### What to work on
Repeat every one of the rows below verbatim, in the order given.

Items listed in a dataset:

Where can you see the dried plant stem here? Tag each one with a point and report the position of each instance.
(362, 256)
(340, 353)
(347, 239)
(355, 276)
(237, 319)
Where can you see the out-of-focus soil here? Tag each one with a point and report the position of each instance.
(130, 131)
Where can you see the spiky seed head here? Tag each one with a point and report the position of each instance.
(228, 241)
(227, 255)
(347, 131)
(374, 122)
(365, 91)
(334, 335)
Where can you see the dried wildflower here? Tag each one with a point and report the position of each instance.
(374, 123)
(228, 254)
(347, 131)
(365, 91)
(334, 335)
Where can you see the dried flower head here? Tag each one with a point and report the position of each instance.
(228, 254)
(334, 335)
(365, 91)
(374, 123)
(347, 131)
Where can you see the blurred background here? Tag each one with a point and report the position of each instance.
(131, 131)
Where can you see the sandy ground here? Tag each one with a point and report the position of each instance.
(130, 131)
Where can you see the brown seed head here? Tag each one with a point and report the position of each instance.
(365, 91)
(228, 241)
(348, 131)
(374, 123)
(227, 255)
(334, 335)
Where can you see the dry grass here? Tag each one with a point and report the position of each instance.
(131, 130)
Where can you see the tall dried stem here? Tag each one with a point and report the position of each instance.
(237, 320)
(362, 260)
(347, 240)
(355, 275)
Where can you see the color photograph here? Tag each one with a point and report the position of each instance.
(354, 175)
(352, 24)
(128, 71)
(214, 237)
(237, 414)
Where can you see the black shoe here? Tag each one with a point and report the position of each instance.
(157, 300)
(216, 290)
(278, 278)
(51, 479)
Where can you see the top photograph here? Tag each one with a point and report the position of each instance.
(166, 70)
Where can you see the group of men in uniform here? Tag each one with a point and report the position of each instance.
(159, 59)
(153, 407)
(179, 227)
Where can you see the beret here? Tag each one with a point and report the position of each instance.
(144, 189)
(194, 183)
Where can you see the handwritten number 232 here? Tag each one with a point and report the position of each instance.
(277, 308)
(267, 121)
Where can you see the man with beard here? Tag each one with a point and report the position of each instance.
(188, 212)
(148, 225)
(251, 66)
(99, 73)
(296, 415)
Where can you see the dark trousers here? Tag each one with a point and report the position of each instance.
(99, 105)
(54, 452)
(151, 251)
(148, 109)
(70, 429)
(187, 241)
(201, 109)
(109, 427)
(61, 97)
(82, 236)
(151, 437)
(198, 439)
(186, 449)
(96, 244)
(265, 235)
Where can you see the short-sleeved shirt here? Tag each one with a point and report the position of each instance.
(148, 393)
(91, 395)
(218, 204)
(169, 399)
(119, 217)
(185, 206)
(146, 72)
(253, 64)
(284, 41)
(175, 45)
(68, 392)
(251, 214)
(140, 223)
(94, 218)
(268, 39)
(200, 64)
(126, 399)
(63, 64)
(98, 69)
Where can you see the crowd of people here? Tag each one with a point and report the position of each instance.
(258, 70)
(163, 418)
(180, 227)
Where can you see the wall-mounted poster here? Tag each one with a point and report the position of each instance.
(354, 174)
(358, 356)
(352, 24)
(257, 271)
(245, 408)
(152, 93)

### Written answer
Where can you see the dried plant stem here? Tag each one with a point and report the position of each instance.
(362, 256)
(340, 353)
(347, 239)
(355, 276)
(237, 319)
Where can you see the out-of-focus soil here? Tag each one with a point and report the position of each instance.
(130, 131)
Where can you see the spiky seed head here? Tag each one with a point and report the position of each instance.
(228, 241)
(227, 255)
(347, 131)
(374, 122)
(365, 91)
(334, 335)
Where can you see the dried wildflower here? Tag each one with a point and report the position of each instance.
(374, 123)
(228, 254)
(347, 131)
(365, 91)
(334, 335)
Where can you see the dried flower head here? Tag each one with a point and report the position of each instance.
(228, 254)
(334, 335)
(365, 91)
(374, 123)
(347, 131)
Where can you see the blurred background here? Tag each one with a point and report the position of each instance.
(131, 131)
Where can you see the sandy ground here? Tag each one with a point and report the position of each instance.
(130, 131)
Where can you see the brown seed head here? Tag each one with a point and report the position of each instance.
(365, 91)
(228, 241)
(348, 131)
(374, 123)
(227, 255)
(334, 335)
Where can you see the dry grass here? Tag each one with a point and report the position of each instance.
(131, 130)
Where can you see the tall dried stem here? Tag each one with a point and report the position of each instance.
(237, 320)
(362, 260)
(347, 240)
(355, 275)
Where can you see the color photograph here? Tag each one with a point and report the position of each instance.
(354, 175)
(352, 24)
(128, 71)
(214, 237)
(237, 414)
Where can you see the black shoe here? Tag each one with a point and report the position of each instance.
(157, 300)
(216, 290)
(278, 278)
(51, 479)
Where can you see the top photograph here? Tag each one with a point and report the position of each instance.
(166, 70)
Where can you see the group of men in uniform here? Tag each one with a point and report the position of each instance.
(159, 59)
(153, 407)
(179, 227)
Where can you see the beret here? Tag each one with a point and report the position of each instance.
(144, 189)
(194, 183)
Where can you see the handwritten number 232 here? Tag each one with a point and report the position of each instance.
(277, 308)
(267, 121)
Where can you see the man with beard here? Tag each one with a point and report the position of each instance.
(188, 212)
(148, 225)
(251, 66)
(99, 73)
(296, 415)
Where can you see the dark trousers here? Tag each one with a point and report the position of each instance.
(99, 105)
(54, 452)
(151, 251)
(148, 109)
(70, 429)
(187, 241)
(201, 109)
(109, 427)
(61, 97)
(82, 236)
(151, 437)
(198, 439)
(186, 449)
(96, 244)
(265, 235)
Where can you see the short-sleeved shirt here? Tag each one with a point and report the position of each instance.
(148, 393)
(91, 395)
(218, 204)
(169, 399)
(119, 217)
(185, 206)
(146, 72)
(253, 64)
(284, 41)
(175, 45)
(68, 392)
(251, 214)
(140, 223)
(94, 218)
(268, 39)
(200, 64)
(126, 399)
(63, 64)
(98, 69)
Where can you see the crowd of people here? Tag each one with a point and report the position of each instance.
(258, 70)
(163, 418)
(180, 227)
Where can you see the wall-mounted poster here? Tag each one with a point and report the position of each instance.
(354, 174)
(358, 356)
(352, 24)
(257, 271)
(245, 408)
(152, 93)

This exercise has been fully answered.